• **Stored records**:
-*-*-

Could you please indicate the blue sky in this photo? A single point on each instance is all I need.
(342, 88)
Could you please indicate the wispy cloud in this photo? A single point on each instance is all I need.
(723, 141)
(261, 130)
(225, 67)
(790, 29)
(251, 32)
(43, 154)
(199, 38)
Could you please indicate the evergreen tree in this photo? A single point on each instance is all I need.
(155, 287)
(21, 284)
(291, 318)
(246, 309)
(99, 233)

-*-*-

• **Instructions to follow**: The task here is to output the line with "Could you please indicate the evergreen" and all lines after it to the end of the records above, exactly and only those.

• **Answer to this problem**:
Could you please indicate the evergreen tree in this photo? A single point on each instance is all I need.
(155, 287)
(21, 284)
(291, 318)
(246, 309)
(99, 233)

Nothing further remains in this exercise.